## start MATERIAL SUPPLIED
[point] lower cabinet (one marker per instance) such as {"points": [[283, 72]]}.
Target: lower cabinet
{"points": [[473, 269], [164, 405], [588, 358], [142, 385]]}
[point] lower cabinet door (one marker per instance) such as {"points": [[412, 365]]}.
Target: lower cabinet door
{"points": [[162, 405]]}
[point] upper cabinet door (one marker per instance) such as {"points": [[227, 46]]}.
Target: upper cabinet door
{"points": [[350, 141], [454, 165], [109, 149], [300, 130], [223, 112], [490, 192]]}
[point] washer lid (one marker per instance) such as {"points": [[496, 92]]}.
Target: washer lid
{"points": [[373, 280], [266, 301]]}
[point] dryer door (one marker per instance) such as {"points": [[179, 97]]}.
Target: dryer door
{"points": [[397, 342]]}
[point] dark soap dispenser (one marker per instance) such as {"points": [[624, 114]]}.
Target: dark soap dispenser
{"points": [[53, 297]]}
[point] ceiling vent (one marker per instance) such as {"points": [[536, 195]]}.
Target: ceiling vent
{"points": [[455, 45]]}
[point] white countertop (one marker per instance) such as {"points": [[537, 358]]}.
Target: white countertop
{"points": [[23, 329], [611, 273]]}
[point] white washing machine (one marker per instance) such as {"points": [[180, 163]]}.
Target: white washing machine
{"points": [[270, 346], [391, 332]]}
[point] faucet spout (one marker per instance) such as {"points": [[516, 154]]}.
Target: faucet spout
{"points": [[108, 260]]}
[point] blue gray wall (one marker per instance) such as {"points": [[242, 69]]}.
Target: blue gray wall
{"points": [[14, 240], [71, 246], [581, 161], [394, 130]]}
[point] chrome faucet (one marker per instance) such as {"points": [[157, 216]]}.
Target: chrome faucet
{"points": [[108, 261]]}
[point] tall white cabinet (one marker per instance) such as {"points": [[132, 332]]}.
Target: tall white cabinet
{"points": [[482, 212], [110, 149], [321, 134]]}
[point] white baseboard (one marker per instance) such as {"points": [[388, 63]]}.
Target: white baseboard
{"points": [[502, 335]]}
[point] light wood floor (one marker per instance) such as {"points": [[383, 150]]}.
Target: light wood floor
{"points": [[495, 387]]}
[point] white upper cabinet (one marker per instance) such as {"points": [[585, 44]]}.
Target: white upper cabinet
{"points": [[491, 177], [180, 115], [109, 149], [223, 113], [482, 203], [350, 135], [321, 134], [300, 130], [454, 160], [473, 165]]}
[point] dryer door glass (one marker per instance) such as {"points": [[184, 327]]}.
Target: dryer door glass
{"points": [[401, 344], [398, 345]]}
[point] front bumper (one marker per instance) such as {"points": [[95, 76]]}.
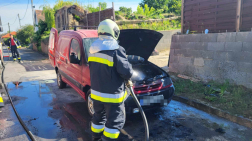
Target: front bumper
{"points": [[130, 103]]}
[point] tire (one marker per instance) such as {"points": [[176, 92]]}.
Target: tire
{"points": [[90, 104], [60, 83]]}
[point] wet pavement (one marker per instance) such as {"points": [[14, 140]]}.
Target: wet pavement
{"points": [[61, 114]]}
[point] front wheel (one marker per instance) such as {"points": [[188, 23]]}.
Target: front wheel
{"points": [[61, 84], [90, 104]]}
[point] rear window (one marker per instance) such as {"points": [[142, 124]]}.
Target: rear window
{"points": [[87, 44]]}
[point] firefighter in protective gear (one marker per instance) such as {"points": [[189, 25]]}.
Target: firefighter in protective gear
{"points": [[109, 68], [13, 45]]}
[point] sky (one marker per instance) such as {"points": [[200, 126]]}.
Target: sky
{"points": [[9, 9]]}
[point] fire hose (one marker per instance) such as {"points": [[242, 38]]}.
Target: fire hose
{"points": [[130, 85]]}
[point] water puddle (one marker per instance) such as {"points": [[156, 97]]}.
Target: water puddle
{"points": [[45, 119]]}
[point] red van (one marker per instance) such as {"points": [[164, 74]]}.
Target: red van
{"points": [[68, 54]]}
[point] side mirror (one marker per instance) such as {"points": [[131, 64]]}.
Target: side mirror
{"points": [[74, 59]]}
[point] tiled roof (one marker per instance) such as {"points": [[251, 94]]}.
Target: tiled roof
{"points": [[40, 15]]}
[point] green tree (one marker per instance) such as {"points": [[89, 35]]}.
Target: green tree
{"points": [[49, 16], [167, 5], [103, 5], [25, 34]]}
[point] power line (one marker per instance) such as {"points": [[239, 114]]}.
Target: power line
{"points": [[14, 21], [10, 3], [25, 11]]}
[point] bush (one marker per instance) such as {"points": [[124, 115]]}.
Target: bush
{"points": [[165, 25], [25, 34]]}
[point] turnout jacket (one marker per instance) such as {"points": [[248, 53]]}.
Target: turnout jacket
{"points": [[15, 40], [109, 68]]}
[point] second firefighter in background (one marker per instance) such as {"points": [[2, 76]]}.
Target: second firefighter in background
{"points": [[14, 44]]}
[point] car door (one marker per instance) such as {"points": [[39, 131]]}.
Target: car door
{"points": [[75, 69], [52, 45]]}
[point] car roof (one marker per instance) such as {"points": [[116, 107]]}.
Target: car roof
{"points": [[83, 33]]}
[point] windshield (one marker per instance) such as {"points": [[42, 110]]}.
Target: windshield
{"points": [[87, 42]]}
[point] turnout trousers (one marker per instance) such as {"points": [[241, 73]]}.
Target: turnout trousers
{"points": [[107, 120], [14, 51]]}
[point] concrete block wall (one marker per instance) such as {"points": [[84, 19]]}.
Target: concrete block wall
{"points": [[218, 57], [165, 42]]}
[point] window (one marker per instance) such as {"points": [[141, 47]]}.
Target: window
{"points": [[87, 42], [75, 48]]}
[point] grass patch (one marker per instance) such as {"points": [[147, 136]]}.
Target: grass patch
{"points": [[162, 25], [234, 99]]}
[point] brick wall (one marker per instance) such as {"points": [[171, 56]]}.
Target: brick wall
{"points": [[215, 57], [165, 42]]}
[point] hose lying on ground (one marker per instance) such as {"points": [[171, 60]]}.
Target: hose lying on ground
{"points": [[20, 120]]}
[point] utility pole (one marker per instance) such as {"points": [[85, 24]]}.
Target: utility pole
{"points": [[9, 27], [19, 21], [33, 14]]}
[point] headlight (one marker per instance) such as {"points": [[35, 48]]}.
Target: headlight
{"points": [[167, 82]]}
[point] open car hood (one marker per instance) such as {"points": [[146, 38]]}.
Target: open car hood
{"points": [[139, 42]]}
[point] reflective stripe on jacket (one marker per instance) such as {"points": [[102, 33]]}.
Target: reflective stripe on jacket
{"points": [[108, 71], [15, 40]]}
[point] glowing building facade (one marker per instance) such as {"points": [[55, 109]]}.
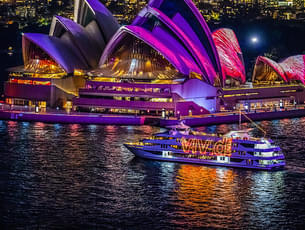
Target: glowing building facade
{"points": [[166, 62]]}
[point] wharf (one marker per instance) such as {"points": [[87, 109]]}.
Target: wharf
{"points": [[17, 114]]}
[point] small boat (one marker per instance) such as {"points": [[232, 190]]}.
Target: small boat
{"points": [[234, 149]]}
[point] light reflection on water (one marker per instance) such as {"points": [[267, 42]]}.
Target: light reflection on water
{"points": [[76, 176]]}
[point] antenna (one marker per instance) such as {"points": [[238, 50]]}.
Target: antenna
{"points": [[257, 126]]}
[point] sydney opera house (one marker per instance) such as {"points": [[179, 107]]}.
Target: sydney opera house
{"points": [[166, 61]]}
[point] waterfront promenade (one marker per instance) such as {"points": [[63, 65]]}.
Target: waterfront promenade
{"points": [[20, 113]]}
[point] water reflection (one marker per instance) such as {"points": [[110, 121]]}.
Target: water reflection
{"points": [[208, 196], [81, 176]]}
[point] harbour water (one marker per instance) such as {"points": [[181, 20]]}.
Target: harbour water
{"points": [[81, 177]]}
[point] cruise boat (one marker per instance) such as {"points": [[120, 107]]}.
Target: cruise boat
{"points": [[234, 149]]}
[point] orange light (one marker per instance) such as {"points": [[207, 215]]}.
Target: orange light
{"points": [[222, 147]]}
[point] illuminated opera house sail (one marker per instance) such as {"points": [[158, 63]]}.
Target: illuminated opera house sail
{"points": [[167, 61]]}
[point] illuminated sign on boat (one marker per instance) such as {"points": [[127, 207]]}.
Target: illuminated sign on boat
{"points": [[222, 147]]}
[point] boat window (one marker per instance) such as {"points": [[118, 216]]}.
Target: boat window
{"points": [[236, 160], [247, 145]]}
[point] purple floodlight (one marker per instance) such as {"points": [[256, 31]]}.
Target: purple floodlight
{"points": [[171, 51], [200, 56], [63, 55]]}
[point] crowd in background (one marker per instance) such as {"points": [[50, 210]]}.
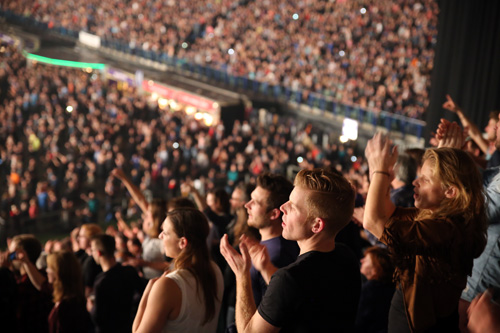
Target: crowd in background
{"points": [[65, 133], [57, 164], [378, 55]]}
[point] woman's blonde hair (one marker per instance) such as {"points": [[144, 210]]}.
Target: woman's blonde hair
{"points": [[454, 167], [68, 281]]}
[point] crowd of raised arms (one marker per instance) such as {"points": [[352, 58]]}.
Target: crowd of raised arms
{"points": [[375, 54], [212, 236]]}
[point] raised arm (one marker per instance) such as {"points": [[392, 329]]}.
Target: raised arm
{"points": [[473, 130], [260, 258], [134, 191], [248, 318], [381, 159]]}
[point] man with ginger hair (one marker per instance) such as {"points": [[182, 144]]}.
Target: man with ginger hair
{"points": [[320, 290]]}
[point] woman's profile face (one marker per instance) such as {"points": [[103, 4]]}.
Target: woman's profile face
{"points": [[429, 192], [171, 242], [51, 277], [367, 268]]}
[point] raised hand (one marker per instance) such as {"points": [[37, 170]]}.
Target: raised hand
{"points": [[239, 263], [450, 104]]}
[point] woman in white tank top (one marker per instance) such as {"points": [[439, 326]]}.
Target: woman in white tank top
{"points": [[188, 298]]}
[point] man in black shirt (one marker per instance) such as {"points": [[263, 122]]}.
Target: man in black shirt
{"points": [[318, 292], [116, 290]]}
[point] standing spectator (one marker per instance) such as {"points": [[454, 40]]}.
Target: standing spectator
{"points": [[111, 305], [376, 292], [33, 306], [264, 214], [188, 298], [435, 243], [319, 292], [65, 276]]}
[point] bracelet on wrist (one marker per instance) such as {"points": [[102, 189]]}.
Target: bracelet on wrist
{"points": [[382, 172]]}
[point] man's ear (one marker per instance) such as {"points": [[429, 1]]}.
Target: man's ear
{"points": [[318, 225], [183, 243], [451, 192], [274, 214]]}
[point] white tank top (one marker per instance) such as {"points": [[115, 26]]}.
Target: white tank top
{"points": [[192, 310]]}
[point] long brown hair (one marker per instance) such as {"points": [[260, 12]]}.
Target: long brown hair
{"points": [[454, 167], [193, 225], [68, 276]]}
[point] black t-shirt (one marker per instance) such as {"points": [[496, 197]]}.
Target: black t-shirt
{"points": [[115, 292], [317, 293]]}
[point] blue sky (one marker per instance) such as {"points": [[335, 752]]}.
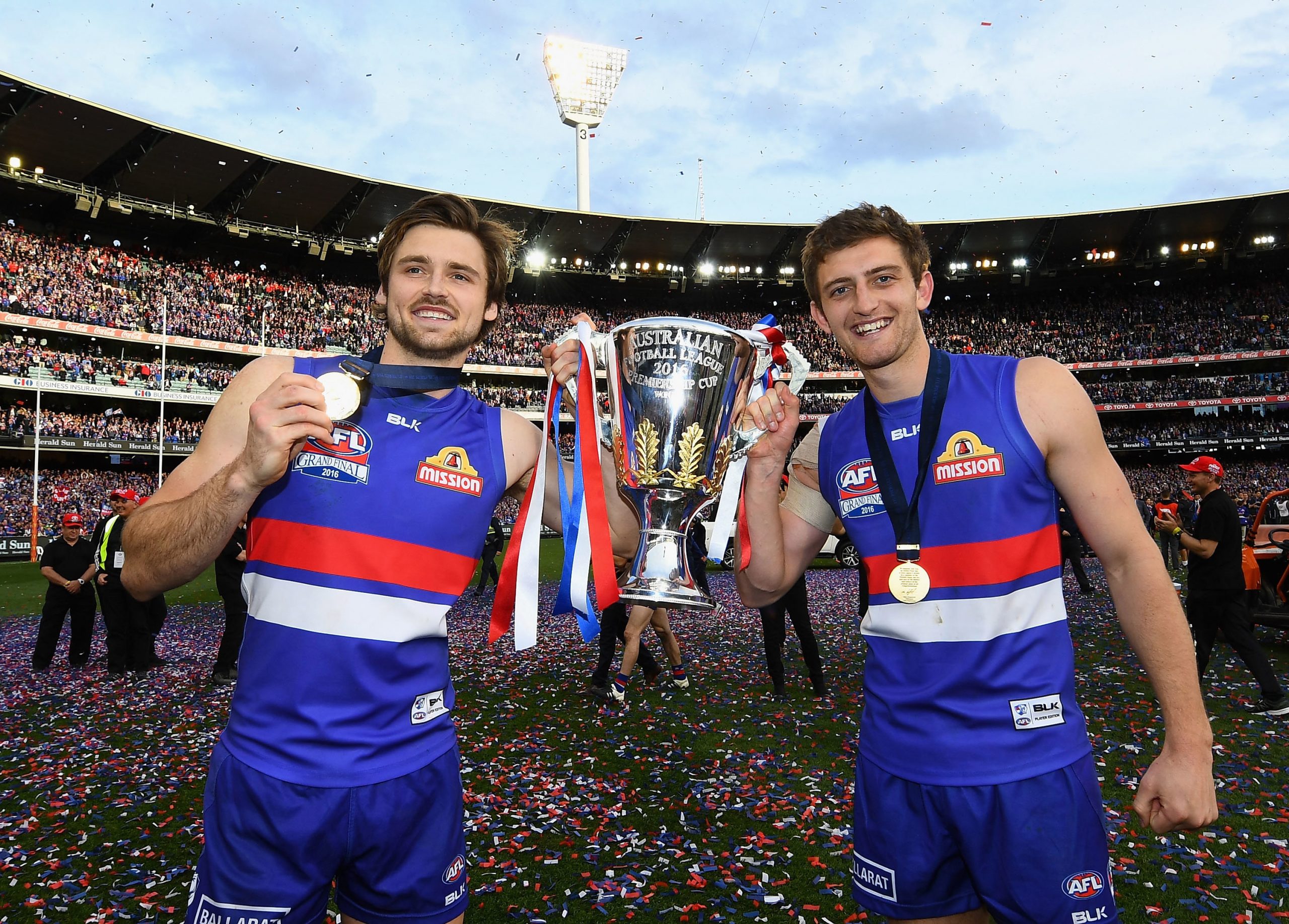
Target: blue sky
{"points": [[797, 109]]}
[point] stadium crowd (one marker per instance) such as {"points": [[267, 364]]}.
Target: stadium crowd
{"points": [[1186, 425], [66, 359], [88, 282], [20, 420], [74, 490], [1185, 388]]}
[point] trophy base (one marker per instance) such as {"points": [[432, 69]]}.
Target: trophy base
{"points": [[664, 595], [661, 575]]}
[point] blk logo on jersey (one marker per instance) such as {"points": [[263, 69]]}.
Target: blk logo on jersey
{"points": [[450, 468], [966, 458], [400, 420], [1038, 713], [1087, 884], [857, 490], [346, 462], [427, 706]]}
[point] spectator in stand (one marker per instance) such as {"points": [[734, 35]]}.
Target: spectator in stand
{"points": [[68, 566]]}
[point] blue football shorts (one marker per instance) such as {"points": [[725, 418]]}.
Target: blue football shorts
{"points": [[1032, 852], [395, 849]]}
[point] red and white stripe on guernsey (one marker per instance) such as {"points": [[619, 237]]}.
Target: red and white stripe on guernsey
{"points": [[382, 616], [972, 565]]}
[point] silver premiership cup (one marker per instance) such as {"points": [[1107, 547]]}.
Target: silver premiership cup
{"points": [[677, 390]]}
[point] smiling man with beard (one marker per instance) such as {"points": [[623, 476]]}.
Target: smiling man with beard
{"points": [[976, 791], [339, 761]]}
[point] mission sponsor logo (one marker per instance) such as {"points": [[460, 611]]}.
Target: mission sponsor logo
{"points": [[857, 491], [347, 462], [966, 458], [450, 468]]}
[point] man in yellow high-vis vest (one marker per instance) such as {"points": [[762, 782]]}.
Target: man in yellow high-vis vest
{"points": [[129, 645]]}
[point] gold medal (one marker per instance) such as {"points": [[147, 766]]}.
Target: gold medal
{"points": [[341, 393], [909, 583]]}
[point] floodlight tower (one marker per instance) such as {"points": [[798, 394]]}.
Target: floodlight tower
{"points": [[583, 78]]}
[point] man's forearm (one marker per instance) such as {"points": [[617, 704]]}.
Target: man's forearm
{"points": [[169, 544], [623, 525], [761, 580], [1153, 621]]}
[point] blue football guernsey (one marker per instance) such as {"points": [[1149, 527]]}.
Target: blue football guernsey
{"points": [[355, 560], [974, 685]]}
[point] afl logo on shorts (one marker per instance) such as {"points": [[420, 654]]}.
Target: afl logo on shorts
{"points": [[1085, 884], [857, 490], [346, 462], [966, 458], [455, 870], [450, 468]]}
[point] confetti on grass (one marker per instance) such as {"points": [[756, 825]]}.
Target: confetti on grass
{"points": [[712, 805]]}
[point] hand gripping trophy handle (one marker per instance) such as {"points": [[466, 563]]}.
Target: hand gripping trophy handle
{"points": [[597, 348], [796, 378]]}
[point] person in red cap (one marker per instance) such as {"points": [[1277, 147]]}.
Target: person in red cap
{"points": [[67, 563], [127, 620], [1216, 580]]}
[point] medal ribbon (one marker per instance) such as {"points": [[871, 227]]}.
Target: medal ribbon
{"points": [[904, 513], [517, 588], [584, 515], [371, 370]]}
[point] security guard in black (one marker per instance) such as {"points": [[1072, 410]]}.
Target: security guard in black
{"points": [[67, 563]]}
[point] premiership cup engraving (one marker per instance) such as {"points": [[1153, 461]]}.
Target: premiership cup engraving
{"points": [[677, 388]]}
## end MATERIAL SUPPLIED
WRITTEN EXERCISE —
Your task is to return, exactly and on their own, the lines from the one containing "[point] afl logo" through the last line of the listing.

RESPONSE BELOW —
[point] afl logo on shorts (one marker per instance) such as {"points": [[420, 654]]}.
Target: afl logo on shorts
{"points": [[1085, 884], [857, 490], [346, 462], [966, 458], [455, 870], [450, 468]]}
[point] confetti on grass (one marker per instance) such as {"points": [[756, 825]]}.
Target: confetti on grass
{"points": [[712, 805]]}
[point] hand gripping trophy handle (one marker per instance) such as {"points": [[466, 563]]}.
Target: hand gripping trophy handle
{"points": [[597, 348], [796, 378]]}
[point] person in red cap (one marker per instance) such as {"points": [[1277, 147]]}.
Target: person in red cap
{"points": [[67, 563], [127, 620], [1216, 580]]}
[point] medal ribbon (one marker per instance) such as {"points": [[871, 227]]}.
Target: medal ribbon
{"points": [[904, 513], [517, 588], [584, 515], [371, 370]]}
[point] security guard in black (one marker per instance) such as {"points": [[1072, 410]]}.
Target: security guard in black
{"points": [[67, 563]]}
[point] premiership cup engraving (one marker per instance) such as {"points": [[1153, 461]]}.
Target: premiership cup engraving
{"points": [[677, 388]]}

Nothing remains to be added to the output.